[BEGIN Document text]

If you are interested in re-homing please visit our website www.rescueremedies.co.uk and complete our homing questionnaire so we can ensure our dogs are matched and will suit your circumstances/lifestyle.

For daily updates click our forum logo on our homepage and you will find the full range of dogs that are available for homing - Rescue Remedies.myfastforum.org :: Index.


----------



## Guest (Apr 4, 2009)

I even showed this to hubby, he looks like the perfect rescue dog (he said no  ).


----------



## Rescue Remedies (Oct 27, 2008)

Can't believe you are going to drop it there - we women are depending on you to win him round!


----------



## Guest (Apr 4, 2009)

Rescue Remedies said:


> Can't believe you are going to drop it there - we women are depending on you to win him round!

[END Document text]
[BEGIN Excerpted data]

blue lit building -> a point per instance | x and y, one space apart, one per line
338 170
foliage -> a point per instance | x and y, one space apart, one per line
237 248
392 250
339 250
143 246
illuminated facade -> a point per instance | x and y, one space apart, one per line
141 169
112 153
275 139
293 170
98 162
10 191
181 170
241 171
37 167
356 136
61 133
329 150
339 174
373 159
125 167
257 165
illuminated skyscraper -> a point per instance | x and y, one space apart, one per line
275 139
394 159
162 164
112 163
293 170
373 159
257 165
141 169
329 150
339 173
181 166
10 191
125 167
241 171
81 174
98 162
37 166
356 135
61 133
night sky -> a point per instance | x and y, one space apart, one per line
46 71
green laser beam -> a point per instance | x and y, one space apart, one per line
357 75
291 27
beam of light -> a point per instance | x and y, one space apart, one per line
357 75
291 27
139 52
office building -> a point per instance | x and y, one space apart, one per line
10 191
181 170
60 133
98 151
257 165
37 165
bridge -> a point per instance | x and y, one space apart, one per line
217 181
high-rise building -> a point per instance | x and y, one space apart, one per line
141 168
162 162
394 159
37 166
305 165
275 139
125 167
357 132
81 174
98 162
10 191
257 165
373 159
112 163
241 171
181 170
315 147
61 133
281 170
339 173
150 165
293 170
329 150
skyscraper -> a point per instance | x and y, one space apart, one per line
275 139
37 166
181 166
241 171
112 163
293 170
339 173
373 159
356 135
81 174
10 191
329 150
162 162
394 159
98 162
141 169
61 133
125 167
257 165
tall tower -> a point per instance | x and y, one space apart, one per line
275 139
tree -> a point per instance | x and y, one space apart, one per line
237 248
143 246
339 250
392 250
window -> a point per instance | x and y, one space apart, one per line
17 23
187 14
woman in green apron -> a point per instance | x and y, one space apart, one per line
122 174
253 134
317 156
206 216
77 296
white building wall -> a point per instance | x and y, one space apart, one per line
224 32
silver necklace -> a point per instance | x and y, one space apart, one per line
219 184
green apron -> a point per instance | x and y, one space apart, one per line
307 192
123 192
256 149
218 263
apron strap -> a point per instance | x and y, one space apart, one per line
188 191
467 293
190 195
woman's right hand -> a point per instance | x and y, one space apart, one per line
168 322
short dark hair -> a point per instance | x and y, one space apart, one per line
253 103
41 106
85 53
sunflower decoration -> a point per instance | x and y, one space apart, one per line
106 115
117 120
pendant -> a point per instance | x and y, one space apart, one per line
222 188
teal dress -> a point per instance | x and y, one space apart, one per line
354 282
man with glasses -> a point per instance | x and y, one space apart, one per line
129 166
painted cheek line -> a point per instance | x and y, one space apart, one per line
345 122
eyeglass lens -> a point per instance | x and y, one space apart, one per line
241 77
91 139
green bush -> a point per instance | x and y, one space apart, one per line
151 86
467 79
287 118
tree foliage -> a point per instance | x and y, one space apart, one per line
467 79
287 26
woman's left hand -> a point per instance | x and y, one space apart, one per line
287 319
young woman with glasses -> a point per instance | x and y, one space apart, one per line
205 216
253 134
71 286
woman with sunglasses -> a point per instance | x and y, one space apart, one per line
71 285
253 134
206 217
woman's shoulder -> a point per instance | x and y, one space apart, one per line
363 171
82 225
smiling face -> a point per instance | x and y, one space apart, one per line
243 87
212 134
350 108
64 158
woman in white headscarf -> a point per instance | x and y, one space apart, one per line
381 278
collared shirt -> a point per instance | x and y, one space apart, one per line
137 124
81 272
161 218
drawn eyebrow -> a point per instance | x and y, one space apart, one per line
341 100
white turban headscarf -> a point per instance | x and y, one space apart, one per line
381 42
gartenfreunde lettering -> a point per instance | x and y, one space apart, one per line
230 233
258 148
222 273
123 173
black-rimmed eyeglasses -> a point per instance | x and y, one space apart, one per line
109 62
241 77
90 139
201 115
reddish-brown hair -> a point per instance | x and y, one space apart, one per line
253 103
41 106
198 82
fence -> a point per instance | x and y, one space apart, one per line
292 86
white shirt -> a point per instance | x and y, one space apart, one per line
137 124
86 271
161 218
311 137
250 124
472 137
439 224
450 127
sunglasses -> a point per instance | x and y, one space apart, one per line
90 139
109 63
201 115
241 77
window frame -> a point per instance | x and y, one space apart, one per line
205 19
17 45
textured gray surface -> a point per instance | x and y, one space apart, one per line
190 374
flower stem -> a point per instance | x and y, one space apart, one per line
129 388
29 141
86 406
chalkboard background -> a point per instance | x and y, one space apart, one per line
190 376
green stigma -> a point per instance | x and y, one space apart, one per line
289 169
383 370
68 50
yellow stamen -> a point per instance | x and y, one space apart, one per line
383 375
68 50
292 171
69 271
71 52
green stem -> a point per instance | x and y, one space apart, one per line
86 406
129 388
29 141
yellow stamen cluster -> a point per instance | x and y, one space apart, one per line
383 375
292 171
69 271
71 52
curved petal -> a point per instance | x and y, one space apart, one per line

[END Excerpted data]

### [What this exercise asks]
A. In the dog rescue forum thread, what does the rescue ask people interested in re-homing to complete on its website?
B. Write the next part of the dog rescue forum thread, picking up after its last line.
The material has nothing to do with the dog rescue forum thread.

### [The responses]
A. Its homing questionnaire.

B.
It's sad really. We looked at our local shelter for ages before we got our cocker spaniel puppy from a breeder in the end and if we had come across Simba we would have bitten someones hand off for him (including my husband) trouble is we now have a 4 month old pup in the house and i fear an extra one quite so soon could tip me over the edge . Surely he won't wait for long, we found it really hard to find rescues who were ok with young children when we looked.

Good luck xx


----------



## Rescue Remedies (Oct 27, 2008)

Keep watching his thread - hopefully he will find that special home soon


----------



## Guest (Apr 4, 2009)

Rescue Remedies said:


> Keep watching his thread - hopefully he will find that special home soon


and all the time we are chatting he stays on the top spot a bit longer


----------



## Rescue Remedies (Oct 27, 2008)

We love them all so much and wish they were all in the top spot, never the bottom.


----------



## Guest (Apr 4, 2009)

Good Luck.


----------



## Altered Angel (Apr 11, 2009)

I've just seen the date so I'm probably way too late, but I saw Simba somewhere else on-line earlier this evening (before I joined here) and sent in a re-homing form for him. He's beautiful!

Hi by the way - I'm new if you didn't aleady guess LOL


----------



## Guest (Apr 11, 2009)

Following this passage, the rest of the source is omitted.